Le 21/04/2018 à 19h25
Ce genre de situation ne fonctionne que si le transporteur reconnaît sa responsabilité. Enfin, en ce qui concerne ce genre d’assurance, j’ai déjà eu des soucis avec un transporteur qui refusait d’endosser la responsabilité de la casse…
Quels seront les moyens pour un consommateur de faire appel de la décision du commerçant dans ce genre de cas ?
Le 21/04/2018 à 19h45
Je basais mon propos sur le contenu de l’article, où il est bien mentionné : « Il pourra déprécier le bien s’il a été utilisé plus que nécessaire, puisque le droit de rétractation est un droit à l’essai ». On parle donc bien de “droit à l’essai” et pas uniquement d’adéquation entre la couleur d’une photo et celle de l’objet reçu.
D’ailleurs, ils parlent ensuite de dépréciation si l’objet a été utilisé “plus que nécessaire”. Mais bon, pour moi “plus que nécessaire”, ça ne veut rien dire dans le sens où dans 99% des cas te auras toutes les peines du monde pour justifier qu’en effet tu entres dans ce cas, ainsi que la valeur de la dépréciation que tu appliqueras.

## LISTE EXTRAITE
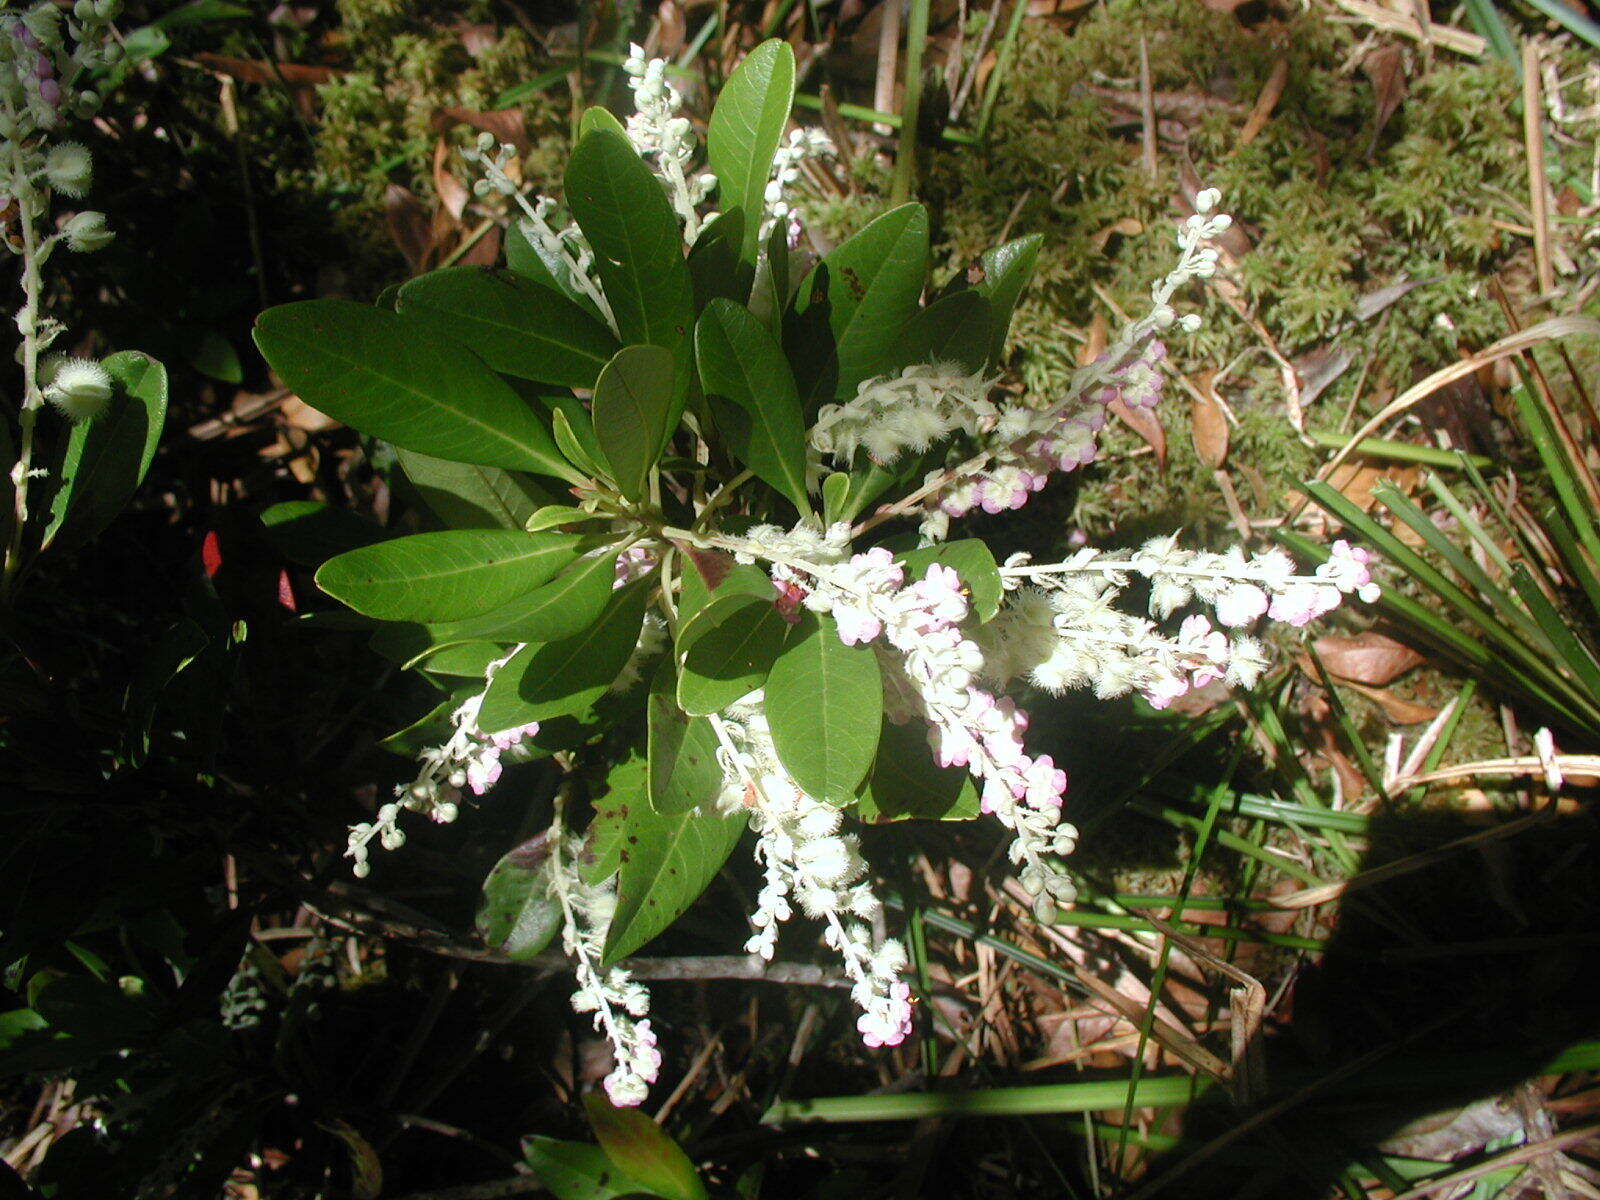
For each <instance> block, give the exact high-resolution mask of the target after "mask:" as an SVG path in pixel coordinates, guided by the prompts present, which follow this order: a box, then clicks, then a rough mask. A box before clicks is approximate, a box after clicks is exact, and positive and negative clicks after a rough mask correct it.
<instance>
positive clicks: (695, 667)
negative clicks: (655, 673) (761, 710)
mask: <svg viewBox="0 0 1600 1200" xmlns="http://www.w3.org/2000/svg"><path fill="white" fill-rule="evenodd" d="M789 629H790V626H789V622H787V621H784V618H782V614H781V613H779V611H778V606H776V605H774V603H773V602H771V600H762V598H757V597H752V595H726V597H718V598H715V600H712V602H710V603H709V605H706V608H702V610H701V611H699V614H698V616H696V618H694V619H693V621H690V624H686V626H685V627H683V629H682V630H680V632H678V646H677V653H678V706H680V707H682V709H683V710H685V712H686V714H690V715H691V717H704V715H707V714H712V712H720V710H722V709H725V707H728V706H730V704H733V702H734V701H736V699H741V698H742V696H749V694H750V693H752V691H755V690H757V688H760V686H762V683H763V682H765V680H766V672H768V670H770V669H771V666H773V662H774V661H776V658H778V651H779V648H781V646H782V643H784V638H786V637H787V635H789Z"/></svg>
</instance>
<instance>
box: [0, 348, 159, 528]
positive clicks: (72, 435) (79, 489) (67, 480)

...

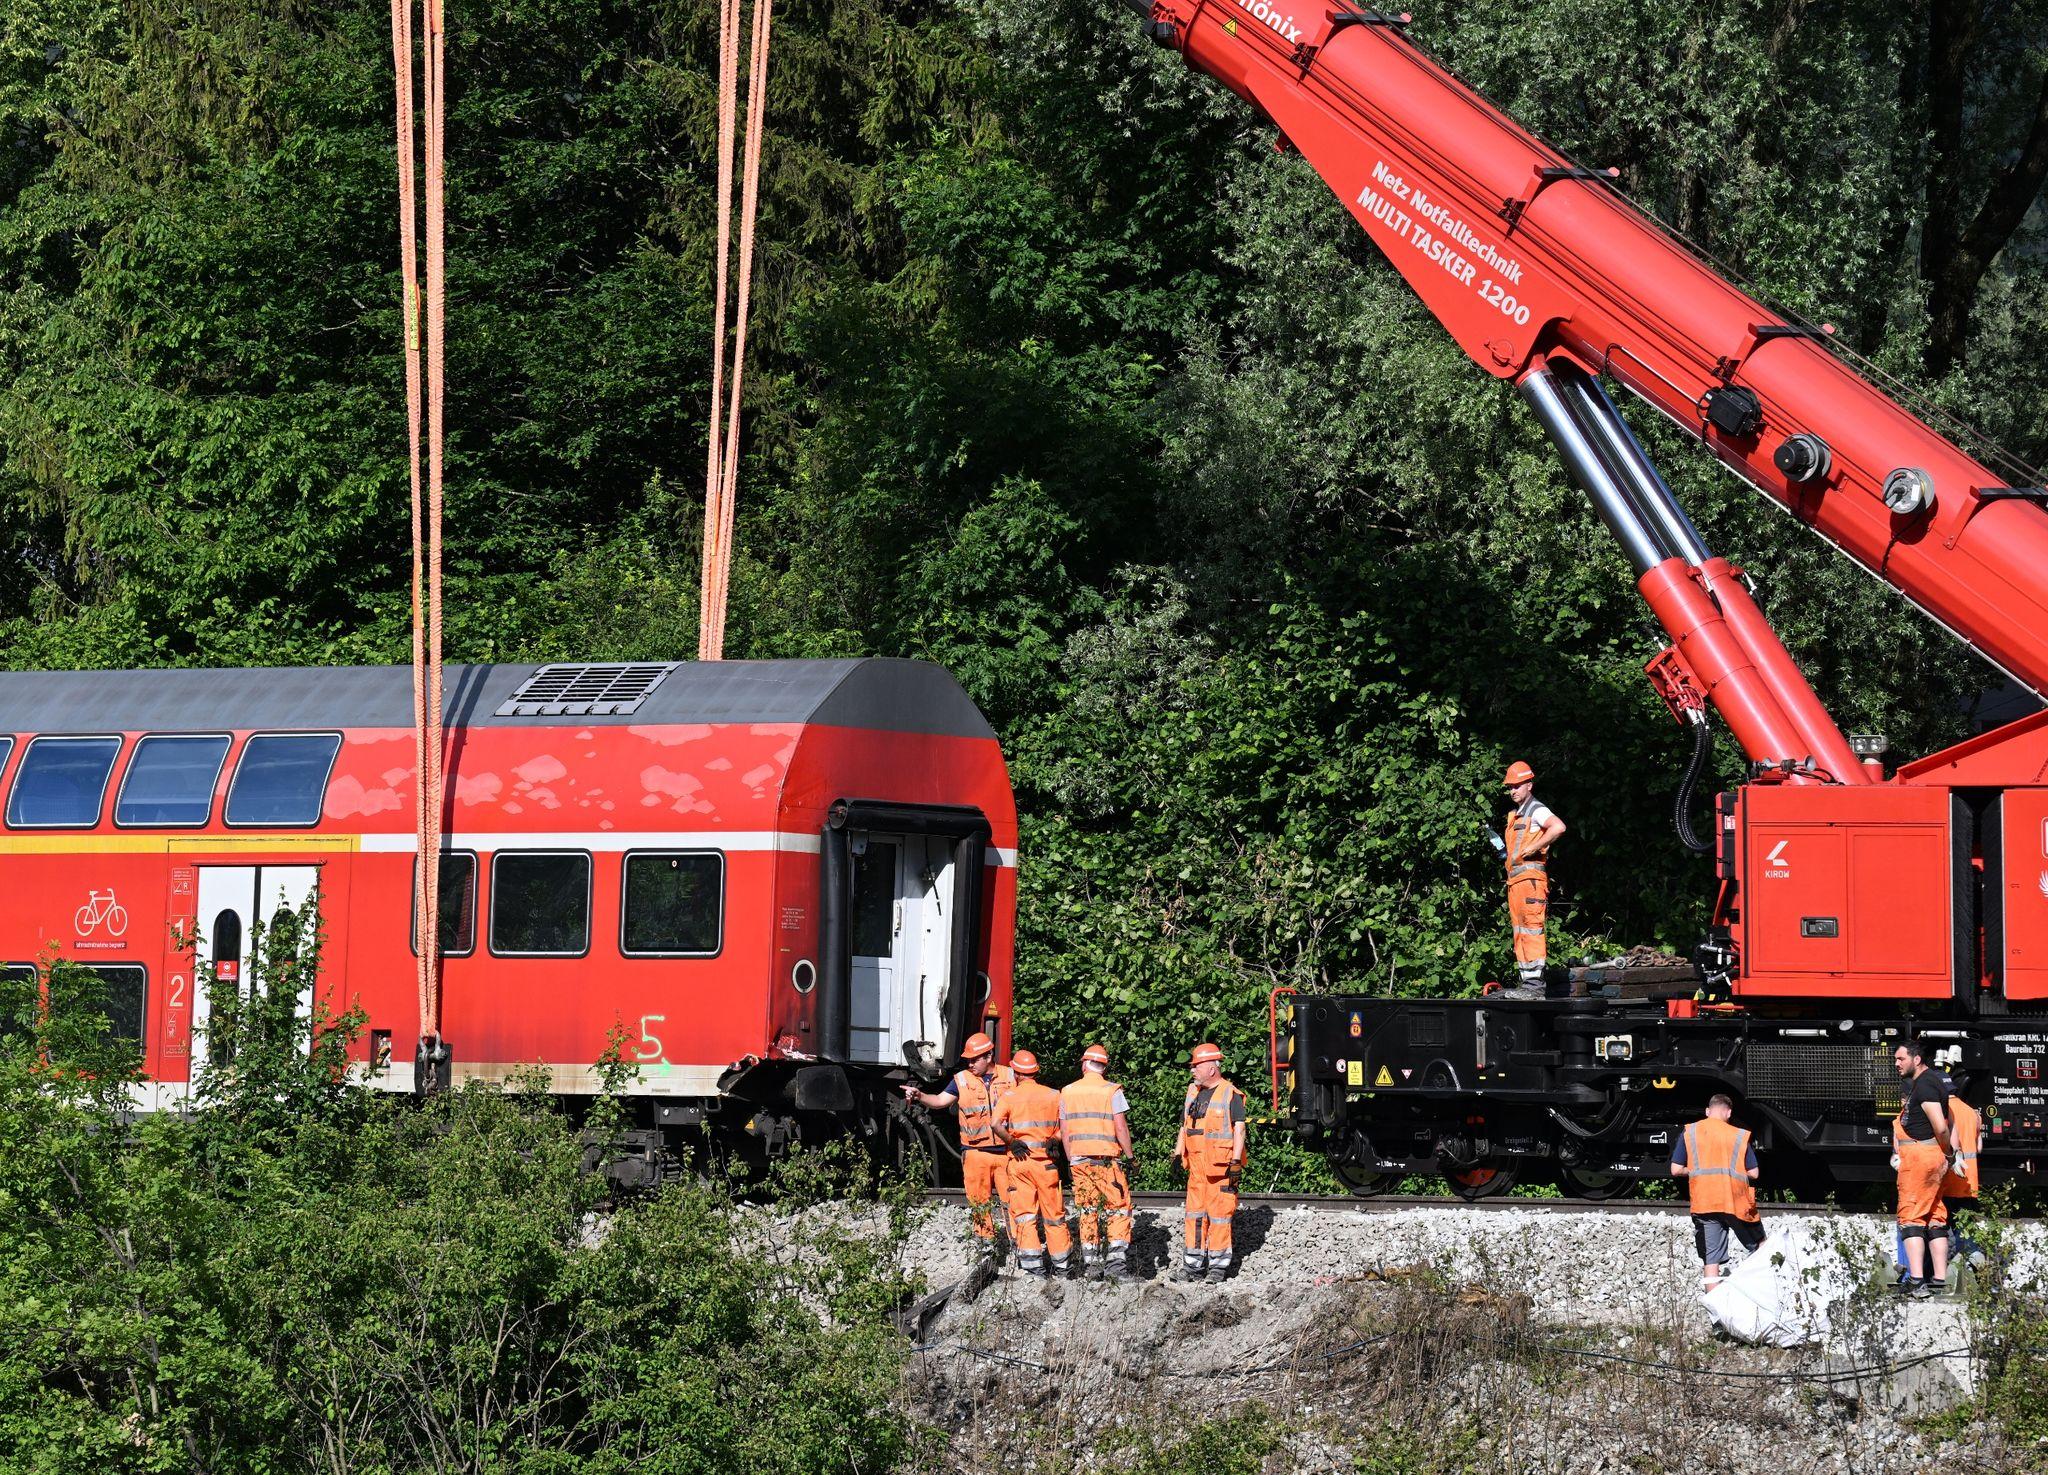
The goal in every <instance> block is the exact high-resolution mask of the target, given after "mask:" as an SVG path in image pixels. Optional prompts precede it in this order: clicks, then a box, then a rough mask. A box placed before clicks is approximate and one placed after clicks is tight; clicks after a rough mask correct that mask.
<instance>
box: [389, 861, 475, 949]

## EXERCICES À FAIRE
a: Réécrivez plus brièvement le paragraphe de l'extrait qui commence par « Ce genre de situation ne fonctionne », en gardant l'essentiel.
b: Relevez tous les passages mis entre guillemets dans l'extrait, en ne notant qu'une fois ceux qui reviennent.
c: Recopiez un passage de l'extrait : commencez aux mots « Le 21/04/2018 à 19h25 » et arrêtez-vous après « genre de cas ? ».

## RÉPONSES AUX EXERCICES
a: Ça ne marche que si le transporteur admet sa responsabilité. Avec ce type d'assurance, j'ai déjà eu affaire à un transporteur qui refusait d'assumer la casse.

b:
- « Il pourra déprécier le bien s’il a été utilisé plus que nécessaire, puisque le droit de rétractation est un droit à l’essai »
- “droit à l’essai”
- “plus que nécessaire”

c:
Le 21/04/2018 à 19h25
Ce genre de situation ne fonctionne que si le transporteur reconnaît sa responsabilité. Enfin, en ce qui concerne ce genre d’assurance, j’ai déjà eu des soucis avec un transporteur qui refusait d’endosser la responsabilité de la casse…
Quels seront les moyens pour un consommateur de faire appel de la décision du commerçant dans ce genre de cas ?